→ Exercise inputs:
<<<<

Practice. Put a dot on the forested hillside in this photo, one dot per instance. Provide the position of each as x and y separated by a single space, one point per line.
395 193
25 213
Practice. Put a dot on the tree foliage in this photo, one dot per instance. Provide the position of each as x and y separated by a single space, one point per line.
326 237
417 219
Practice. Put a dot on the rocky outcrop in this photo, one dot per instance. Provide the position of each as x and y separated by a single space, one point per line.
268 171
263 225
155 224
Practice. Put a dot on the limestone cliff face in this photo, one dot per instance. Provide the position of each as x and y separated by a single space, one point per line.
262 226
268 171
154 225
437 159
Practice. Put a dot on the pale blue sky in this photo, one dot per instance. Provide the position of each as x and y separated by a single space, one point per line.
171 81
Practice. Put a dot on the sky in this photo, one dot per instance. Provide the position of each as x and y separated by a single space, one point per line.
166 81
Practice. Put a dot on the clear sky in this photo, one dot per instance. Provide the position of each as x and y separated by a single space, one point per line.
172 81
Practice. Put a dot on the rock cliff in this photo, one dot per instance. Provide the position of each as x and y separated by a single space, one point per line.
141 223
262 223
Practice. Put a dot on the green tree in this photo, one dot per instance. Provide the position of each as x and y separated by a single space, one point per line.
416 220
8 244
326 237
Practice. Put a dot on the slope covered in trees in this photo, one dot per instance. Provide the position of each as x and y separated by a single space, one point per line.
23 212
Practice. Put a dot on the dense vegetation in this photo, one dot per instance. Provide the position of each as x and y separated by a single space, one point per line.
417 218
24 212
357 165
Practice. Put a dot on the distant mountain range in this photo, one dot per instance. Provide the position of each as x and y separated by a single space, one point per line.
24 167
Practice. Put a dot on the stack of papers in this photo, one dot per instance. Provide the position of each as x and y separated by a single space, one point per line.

>>>>

→ How to complete this task: Extract the lines above from the one containing "Practice. Put a dot on the slope" to the last line, both included, exactly as written.

→ Solution to the exercise:
Practice. Put a dot on the slope covered in trees in this photo, one dot per instance. Provide the position of each as x and y separated by a single space, one point per line.
23 212
Practice. Put a dot on the dense vegetation in this photo, one dot per instance. Provide the position of each as x and y separated by a single space, one point per line.
417 218
24 212
357 165
Practice. Put a dot on the distant mountain range in this photo, one dot per instance. Provide the position of each as x and y separated by a single space, one point per line.
24 167
Practice. Put a dot on the stack of papers in this photo, one dot per instance. Provide the position of each as x and y separated by a single space, one point per line.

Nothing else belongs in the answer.